* [Data for this exercise]
start
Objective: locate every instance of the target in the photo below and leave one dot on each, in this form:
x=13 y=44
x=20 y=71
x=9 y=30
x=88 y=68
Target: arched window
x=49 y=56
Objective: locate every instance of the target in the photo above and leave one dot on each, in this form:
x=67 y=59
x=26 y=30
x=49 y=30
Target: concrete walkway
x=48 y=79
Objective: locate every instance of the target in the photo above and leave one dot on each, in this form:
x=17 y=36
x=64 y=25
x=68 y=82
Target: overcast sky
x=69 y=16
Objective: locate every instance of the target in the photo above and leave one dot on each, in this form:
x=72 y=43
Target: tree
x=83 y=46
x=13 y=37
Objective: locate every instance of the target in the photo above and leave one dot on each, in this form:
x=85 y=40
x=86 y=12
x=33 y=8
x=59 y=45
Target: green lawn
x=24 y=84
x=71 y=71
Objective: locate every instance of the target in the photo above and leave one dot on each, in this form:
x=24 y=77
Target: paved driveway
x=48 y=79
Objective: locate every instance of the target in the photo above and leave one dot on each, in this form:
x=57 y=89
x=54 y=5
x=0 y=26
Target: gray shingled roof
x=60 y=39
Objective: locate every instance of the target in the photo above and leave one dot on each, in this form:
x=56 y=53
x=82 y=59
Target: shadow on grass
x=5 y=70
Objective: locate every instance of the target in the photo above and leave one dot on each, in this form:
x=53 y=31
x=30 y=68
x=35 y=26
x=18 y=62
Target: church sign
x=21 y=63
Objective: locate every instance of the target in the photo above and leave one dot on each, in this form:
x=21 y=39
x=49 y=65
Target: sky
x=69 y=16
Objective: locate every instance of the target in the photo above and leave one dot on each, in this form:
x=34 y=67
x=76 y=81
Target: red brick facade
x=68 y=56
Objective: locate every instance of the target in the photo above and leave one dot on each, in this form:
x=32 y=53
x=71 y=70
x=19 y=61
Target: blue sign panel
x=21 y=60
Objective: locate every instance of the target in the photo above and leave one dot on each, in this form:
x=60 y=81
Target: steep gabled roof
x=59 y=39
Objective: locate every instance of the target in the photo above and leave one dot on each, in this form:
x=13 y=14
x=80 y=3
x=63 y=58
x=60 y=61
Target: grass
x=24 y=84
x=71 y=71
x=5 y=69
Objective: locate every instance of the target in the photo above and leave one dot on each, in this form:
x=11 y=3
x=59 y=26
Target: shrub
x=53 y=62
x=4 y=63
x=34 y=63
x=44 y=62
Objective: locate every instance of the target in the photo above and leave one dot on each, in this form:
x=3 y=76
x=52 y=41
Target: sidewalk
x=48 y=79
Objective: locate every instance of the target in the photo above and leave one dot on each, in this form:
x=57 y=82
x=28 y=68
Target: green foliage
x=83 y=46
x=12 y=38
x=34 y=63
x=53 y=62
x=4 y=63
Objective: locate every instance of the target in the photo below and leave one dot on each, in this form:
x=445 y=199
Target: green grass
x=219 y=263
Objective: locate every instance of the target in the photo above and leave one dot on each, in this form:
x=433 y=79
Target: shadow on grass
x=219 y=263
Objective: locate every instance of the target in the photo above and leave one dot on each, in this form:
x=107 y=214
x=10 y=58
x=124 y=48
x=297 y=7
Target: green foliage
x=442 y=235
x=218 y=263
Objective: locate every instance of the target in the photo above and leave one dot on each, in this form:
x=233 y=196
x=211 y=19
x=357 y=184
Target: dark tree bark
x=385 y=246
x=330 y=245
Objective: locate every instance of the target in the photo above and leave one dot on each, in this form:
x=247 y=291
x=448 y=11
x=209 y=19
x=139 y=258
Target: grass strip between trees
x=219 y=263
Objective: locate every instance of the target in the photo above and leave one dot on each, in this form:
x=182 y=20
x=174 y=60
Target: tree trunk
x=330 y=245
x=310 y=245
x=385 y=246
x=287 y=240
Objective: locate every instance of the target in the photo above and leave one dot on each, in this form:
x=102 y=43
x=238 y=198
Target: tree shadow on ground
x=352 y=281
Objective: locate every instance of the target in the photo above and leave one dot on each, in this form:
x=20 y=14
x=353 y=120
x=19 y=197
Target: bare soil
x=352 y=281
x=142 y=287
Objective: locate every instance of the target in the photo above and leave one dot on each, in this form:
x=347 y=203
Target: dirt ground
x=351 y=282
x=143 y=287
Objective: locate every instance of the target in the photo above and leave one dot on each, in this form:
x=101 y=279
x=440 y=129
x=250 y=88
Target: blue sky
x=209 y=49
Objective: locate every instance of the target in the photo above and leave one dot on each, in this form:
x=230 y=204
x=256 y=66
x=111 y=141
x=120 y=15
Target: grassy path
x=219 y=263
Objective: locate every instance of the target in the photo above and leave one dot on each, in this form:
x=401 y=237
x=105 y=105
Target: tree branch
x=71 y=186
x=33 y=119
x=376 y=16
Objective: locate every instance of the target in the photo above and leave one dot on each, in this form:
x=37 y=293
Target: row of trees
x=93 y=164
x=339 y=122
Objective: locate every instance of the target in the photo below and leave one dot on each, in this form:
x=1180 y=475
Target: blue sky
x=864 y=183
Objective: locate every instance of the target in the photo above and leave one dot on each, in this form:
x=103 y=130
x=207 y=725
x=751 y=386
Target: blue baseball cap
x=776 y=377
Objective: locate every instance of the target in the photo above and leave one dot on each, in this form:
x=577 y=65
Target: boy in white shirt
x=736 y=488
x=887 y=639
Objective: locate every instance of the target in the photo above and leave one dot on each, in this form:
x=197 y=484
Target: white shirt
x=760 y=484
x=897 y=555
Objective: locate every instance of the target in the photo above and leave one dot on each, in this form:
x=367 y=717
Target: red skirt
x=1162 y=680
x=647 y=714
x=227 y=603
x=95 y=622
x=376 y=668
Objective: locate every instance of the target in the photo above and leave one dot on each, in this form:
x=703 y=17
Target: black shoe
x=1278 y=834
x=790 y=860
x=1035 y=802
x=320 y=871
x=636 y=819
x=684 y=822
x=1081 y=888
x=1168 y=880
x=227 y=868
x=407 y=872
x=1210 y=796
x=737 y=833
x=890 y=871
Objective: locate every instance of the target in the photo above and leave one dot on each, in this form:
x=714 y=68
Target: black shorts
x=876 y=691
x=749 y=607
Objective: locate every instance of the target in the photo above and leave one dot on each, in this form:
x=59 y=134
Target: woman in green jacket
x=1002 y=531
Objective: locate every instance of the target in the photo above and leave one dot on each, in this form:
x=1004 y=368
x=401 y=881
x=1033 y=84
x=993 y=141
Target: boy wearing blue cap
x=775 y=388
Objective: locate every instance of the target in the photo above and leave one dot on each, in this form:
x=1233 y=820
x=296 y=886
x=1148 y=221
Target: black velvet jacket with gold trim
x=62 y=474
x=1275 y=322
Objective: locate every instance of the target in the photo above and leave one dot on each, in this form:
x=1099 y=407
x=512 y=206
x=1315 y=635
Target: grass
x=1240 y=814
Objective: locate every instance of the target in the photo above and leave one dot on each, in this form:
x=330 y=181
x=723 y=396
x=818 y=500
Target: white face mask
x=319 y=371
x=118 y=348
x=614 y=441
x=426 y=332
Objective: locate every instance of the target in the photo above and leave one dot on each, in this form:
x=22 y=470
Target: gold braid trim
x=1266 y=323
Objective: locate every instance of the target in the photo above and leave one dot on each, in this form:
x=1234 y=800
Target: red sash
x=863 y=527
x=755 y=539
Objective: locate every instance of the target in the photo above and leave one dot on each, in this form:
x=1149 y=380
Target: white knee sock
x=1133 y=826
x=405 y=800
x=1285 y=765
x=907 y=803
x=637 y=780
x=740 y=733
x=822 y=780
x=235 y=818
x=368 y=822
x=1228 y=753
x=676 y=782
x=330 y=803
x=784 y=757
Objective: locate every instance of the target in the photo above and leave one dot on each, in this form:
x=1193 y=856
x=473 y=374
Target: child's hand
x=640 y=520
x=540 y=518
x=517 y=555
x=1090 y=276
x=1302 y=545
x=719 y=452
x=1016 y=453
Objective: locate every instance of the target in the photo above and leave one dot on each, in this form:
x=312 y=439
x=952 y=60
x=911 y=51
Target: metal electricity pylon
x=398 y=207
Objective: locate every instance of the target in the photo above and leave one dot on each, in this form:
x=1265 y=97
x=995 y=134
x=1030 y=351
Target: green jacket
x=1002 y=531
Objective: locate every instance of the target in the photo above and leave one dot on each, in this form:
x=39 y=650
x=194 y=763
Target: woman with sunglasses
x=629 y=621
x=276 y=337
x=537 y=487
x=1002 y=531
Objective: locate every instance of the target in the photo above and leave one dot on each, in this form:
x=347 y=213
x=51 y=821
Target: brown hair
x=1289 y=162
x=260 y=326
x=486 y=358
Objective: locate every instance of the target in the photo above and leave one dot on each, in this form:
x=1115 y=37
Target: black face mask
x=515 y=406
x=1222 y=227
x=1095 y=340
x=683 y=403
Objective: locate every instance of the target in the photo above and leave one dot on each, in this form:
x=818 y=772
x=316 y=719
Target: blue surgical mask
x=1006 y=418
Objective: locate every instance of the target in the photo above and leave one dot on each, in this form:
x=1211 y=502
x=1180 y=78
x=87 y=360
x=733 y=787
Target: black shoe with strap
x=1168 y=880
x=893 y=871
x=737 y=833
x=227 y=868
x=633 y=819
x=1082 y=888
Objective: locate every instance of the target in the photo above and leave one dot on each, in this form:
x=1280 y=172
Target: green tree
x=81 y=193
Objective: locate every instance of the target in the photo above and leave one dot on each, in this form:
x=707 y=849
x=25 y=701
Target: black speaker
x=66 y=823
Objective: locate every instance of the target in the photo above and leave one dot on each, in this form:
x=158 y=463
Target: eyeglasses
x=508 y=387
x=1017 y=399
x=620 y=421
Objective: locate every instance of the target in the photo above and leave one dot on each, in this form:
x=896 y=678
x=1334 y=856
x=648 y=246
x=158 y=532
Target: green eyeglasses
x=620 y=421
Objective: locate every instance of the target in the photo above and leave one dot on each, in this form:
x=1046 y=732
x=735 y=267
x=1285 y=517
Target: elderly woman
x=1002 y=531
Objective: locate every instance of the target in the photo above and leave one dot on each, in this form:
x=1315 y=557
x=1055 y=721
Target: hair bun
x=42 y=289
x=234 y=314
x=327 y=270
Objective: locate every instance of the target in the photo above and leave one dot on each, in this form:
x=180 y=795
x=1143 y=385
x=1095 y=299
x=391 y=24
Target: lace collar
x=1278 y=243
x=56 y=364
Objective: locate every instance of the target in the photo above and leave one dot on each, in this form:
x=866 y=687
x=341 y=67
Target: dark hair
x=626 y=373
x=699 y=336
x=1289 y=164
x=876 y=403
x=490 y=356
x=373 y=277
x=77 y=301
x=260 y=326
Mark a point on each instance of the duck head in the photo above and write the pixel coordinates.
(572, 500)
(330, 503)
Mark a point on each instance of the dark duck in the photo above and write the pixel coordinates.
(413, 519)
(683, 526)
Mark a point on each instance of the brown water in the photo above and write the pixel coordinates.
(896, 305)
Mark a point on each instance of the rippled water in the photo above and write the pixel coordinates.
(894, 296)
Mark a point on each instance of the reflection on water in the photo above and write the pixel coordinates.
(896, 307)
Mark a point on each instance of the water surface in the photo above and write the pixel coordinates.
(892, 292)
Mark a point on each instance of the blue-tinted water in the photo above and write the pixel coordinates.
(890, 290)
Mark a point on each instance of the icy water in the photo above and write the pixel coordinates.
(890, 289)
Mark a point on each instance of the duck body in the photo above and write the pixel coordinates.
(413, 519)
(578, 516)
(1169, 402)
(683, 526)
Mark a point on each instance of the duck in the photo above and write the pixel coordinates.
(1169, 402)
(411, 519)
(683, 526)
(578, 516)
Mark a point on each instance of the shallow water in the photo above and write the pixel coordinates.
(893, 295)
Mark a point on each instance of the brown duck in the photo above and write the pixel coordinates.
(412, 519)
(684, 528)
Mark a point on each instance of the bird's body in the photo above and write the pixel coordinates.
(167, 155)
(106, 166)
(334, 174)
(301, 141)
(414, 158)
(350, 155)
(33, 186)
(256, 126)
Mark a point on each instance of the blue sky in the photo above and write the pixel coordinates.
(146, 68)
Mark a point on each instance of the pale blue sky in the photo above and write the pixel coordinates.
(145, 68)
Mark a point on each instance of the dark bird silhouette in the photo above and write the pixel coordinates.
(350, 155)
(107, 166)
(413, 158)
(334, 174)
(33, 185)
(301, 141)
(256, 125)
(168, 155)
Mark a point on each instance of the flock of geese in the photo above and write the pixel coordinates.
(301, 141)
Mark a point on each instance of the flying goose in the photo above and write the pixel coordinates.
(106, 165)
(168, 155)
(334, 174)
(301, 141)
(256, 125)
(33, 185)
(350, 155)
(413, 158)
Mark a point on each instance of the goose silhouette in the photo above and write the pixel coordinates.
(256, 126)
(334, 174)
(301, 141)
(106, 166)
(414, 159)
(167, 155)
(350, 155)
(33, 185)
end
* [Requirements]
Repeat exactly the lines starting at the line with "Mark a point on each instance of the blue sky" and ending with the final line of the entries. Include nothing else.

* [Solved problem]
Mark a point on each instance of the blue sky in the photo above and write the pixel coordinates.
(146, 68)
Mark a point on each instance of the pale blue sky in the photo above and write the pixel coordinates.
(145, 68)
Mark a point on each instance of the dark bird silhouette in the photo above and write the pixel coordinates.
(350, 155)
(107, 166)
(413, 158)
(334, 174)
(33, 185)
(301, 141)
(256, 125)
(168, 155)
Mark a point on each instance of the flock of geese in the photo above and write the pixel coordinates.
(301, 141)
Mark a point on each instance of the flying goose in the photo above and write the pixel coordinates.
(106, 165)
(168, 155)
(334, 174)
(301, 141)
(256, 125)
(33, 185)
(350, 155)
(413, 158)
Mark a point on each instance of the goose silhouette in the photo above and write the pixel coordinates.
(256, 126)
(334, 174)
(301, 141)
(106, 166)
(414, 159)
(167, 155)
(350, 155)
(33, 185)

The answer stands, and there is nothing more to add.